▶ **REQUIRED ACTION 1**
Answer these questions about the radiotherapy text, one per line:
(a) What book are the excerpts taken from?
(b) Which of the reasons that cancer still sucks does the text cover, by number?
(c) Which cancer symptoms does the text say radiotherapy can improve in selected patients with incurable cancers?
▶ **REQUIRED ACTION 2**
Rewrite the paragraph of the radiotherapy text that begins "Radiotherapy can cure some localized cancers" as a short bulleted list, keeping its main facts.

By Dr. David Stewart
In this blog series, we present excerpts from Dr. David Stewart’s book A Short Primer on Why Cancer Still Sucks. If you would like to read Dr. Stewart’s 13 other reasons, plus what the future of cancer research might look like, copies are available through Amazon Books or at whycancerstillsucks.com.
The fifth reason that cancer still sucks is that although radiation therapy can be an effective cancer treatment, it may fail to kill some of the tumor cells in its path, or it may miss some tumor cells completely. In addition, while “palliative” radiotherapy can dramatically improve symptoms in some individuals with incurable cancers, it may have minimal impact or provide only very brief relief to others.
Benefits of radiotherapy
Radiotherapy can cure some localized cancers that are not amenable to surgery. With surgery, the entire tumor mass may be removed, while with radiotherapy, a small number of tumor cells within the tumor mass may survive the treatment. However, radiotherapy is an option when surgery is not feasible, and it unequivocally can cure many patients with localized cancers. If administered following surgery, radiotherapy may also reduce the risk of a cancer recurring In selected patients with incurable cancers, it can also be highly effective in improving cancer symptoms like pain, shortness of breath, and bleeding.

▶ **INFORMATION SHOWN**

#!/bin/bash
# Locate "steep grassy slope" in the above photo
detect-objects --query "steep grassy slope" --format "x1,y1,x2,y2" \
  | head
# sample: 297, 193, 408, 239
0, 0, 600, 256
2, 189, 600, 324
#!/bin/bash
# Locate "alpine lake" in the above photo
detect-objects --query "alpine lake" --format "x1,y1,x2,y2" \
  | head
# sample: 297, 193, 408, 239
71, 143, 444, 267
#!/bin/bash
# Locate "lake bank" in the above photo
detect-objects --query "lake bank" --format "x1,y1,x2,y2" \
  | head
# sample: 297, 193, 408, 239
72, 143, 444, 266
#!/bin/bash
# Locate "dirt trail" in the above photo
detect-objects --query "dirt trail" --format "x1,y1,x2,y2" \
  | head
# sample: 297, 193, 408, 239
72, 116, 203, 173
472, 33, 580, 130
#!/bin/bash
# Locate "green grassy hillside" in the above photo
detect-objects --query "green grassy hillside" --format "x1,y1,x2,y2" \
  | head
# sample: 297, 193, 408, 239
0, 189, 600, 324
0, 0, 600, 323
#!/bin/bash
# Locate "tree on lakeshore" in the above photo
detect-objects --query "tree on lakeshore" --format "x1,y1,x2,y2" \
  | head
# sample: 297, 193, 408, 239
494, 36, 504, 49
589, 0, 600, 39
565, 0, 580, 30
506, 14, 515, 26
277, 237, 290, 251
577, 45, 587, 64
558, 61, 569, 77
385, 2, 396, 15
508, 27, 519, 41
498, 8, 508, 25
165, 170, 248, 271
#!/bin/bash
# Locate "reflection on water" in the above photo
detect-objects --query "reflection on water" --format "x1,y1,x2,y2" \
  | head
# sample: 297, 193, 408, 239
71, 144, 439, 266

* * *

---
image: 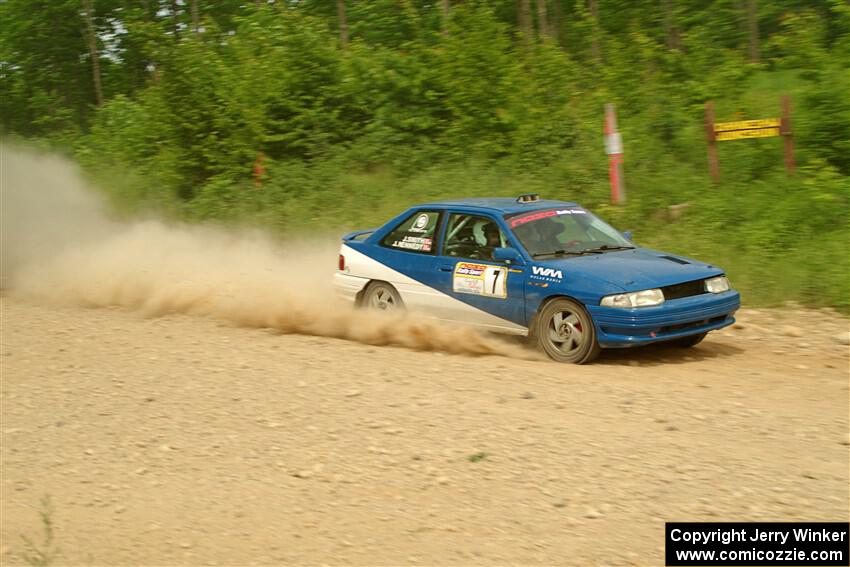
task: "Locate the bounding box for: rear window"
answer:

---

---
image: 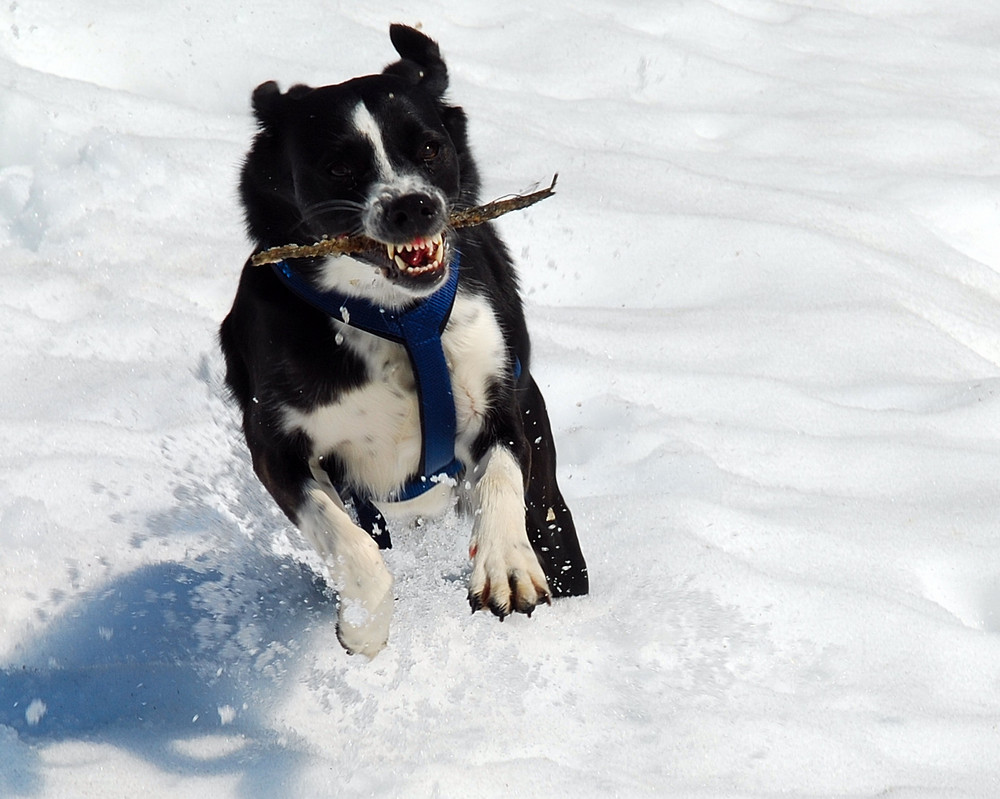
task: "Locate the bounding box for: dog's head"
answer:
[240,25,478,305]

▶ **TASK RESPONSE 1**
(a) A Short Primer on Why Cancer Still Sucks
(b) The fifth
(c) Pain, shortness of breath, and bleeding

▶ **TASK RESPONSE 2**
- Radiotherapy can cure some localized cancers that surgery cannot treat, and it clearly cures many patients with localized cancers.
- Surgery may remove the entire tumor mass, but radiotherapy may leave a small number of tumor cells alive.
- Given after surgery, radiotherapy may lower the risk of the cancer recurring.
- In selected patients with incurable cancers, it can greatly improve symptoms such as pain, shortness of breath, and bleeding.